(Natural-language object grounding data)
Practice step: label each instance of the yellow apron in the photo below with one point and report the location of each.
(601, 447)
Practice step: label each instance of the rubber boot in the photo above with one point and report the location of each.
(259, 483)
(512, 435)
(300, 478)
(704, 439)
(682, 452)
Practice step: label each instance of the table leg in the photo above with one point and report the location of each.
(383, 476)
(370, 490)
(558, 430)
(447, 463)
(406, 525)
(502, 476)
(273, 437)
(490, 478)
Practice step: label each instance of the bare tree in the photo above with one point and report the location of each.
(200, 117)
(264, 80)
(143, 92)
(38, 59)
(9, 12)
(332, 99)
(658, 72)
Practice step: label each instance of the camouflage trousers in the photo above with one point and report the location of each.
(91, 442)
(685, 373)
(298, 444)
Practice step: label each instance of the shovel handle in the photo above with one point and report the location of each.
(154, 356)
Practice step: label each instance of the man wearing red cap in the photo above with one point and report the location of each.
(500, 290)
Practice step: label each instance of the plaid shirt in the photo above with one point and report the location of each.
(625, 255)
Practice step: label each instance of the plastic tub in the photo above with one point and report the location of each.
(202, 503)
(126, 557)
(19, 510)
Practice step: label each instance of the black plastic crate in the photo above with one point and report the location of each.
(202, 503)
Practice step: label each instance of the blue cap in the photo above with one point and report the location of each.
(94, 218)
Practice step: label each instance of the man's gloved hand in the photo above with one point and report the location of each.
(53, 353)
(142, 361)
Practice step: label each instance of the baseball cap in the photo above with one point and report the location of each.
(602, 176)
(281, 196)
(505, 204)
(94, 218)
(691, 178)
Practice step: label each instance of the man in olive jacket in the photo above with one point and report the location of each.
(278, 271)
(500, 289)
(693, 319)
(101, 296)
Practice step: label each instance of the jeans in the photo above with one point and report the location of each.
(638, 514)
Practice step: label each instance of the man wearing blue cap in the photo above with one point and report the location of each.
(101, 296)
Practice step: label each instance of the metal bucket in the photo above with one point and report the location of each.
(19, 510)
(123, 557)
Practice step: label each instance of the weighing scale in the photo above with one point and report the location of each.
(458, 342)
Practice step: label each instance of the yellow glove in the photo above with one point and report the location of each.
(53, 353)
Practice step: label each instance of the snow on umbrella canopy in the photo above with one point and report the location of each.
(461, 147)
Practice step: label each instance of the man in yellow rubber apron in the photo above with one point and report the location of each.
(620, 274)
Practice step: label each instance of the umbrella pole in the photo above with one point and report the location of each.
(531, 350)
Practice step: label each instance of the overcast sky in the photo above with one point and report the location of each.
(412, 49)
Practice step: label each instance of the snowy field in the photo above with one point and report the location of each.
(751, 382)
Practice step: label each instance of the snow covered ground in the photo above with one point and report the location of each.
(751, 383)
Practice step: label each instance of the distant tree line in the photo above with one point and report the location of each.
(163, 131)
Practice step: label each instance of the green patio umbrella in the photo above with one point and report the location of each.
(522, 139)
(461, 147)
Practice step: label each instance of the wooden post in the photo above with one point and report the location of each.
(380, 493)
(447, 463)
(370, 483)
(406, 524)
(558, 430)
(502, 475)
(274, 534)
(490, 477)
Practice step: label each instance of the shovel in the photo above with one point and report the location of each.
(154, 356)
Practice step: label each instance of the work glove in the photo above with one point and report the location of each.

EXERCISE AIM:
Write the data above out again in full, exactly.

RESULT OF THIS EXERCISE:
Practice step: label each instance of the yellow apron in the photo below with one point and report the location of each.
(601, 447)
Practice step: label each instance of the rubber boot in the photo above with one point and report the location of each.
(259, 483)
(512, 435)
(300, 478)
(704, 439)
(682, 452)
Practice step: label each instance of the table leg in the photo above with one point and report the location of each.
(383, 476)
(370, 490)
(558, 430)
(447, 463)
(406, 525)
(502, 476)
(273, 437)
(490, 478)
Practice step: label each instance of the bare tree in the photo above with one point and report the location of each.
(200, 117)
(264, 80)
(143, 92)
(38, 59)
(9, 12)
(332, 99)
(658, 72)
Practice step: label each instance of the camouflage trousers in the photo above with one point and report the location of each.
(91, 442)
(685, 373)
(298, 444)
Practice step: label each instance of the shovel handle in the photo above with one point and report the location of each.
(154, 356)
Practice step: label each instance of the man wearing red cap in the photo above with one point and report the location of each.
(500, 290)
Practice step: label each instance of the plaid shirt in the photo above with one point and report the location of each.
(625, 255)
Practice step: label each instance of the plastic tub in the photo above with one point and report the location of each.
(202, 503)
(126, 557)
(19, 510)
Practice step: label each instance of the black plastic crate in the photo above with one point and report the location of each.
(202, 503)
Practice step: label each instance of the blue cap in the photo above with one point and report the location of each.
(94, 218)
Practice step: label each instance of the man's gloved hand in the photo above with one point and report the location of each.
(53, 353)
(142, 361)
Practice step: label each instance of the baseball cap in the photo above with one point and report the location of each.
(602, 176)
(281, 196)
(505, 204)
(94, 218)
(691, 178)
Practice step: label each instance of the man in olive jacket in the photo above with one point and report the location of each.
(278, 271)
(500, 289)
(693, 319)
(101, 296)
Practice step: label each instance of the jeans in the photo above with one point and report the location of each.
(638, 514)
Practice step: label each instance of the man wearing blue cap in the photo above with one point and report the location of each.
(101, 296)
Practice step: label each instance of the metal bucket in the photo above with one point and report the location of each.
(19, 510)
(123, 557)
Practice step: label each instance of the weighing scale in the photo above with one point and report the location of each.
(458, 342)
Practice step: label each instance of the yellow glove in the photo above with one point and report the location of each.
(53, 353)
Practice step: label each instance of the snow on umbrella canopy in the photo above with one point and report the location of each.
(461, 147)
Practice step: label each instance of the man in yellow rubber apron in the photo above with one point and report the location of each.
(620, 274)
Practice step: label each instance of the umbrella pole in the photo above with one point and report the location of each.
(531, 350)
Practice step: label each instance of the overcast sky in the photo above with one point and report the location of each.
(412, 49)
Practice step: label each instance of the snowy field in the photo above with one point and report the location of each.
(751, 382)
Practice step: label each instance of the snow covered ground in the photo above with one point and report the location of each.
(751, 383)
Practice step: label each instance of the distant tree line in the photo above with one point and report the location of each.
(163, 131)
Practice step: label each instance of the green patio umbrella in the photo above with one point and report the location of each.
(522, 139)
(461, 147)
Practice step: label each instance of the wooden post in the photo above with one point and report the location of each.
(380, 493)
(447, 463)
(370, 483)
(406, 524)
(558, 430)
(502, 475)
(274, 534)
(490, 477)
Practice step: label each instance of the shovel in the photo above with one point and report the location of each.
(154, 356)
Practice step: label each instance of the work glove in the photo above with one point and report the location of each.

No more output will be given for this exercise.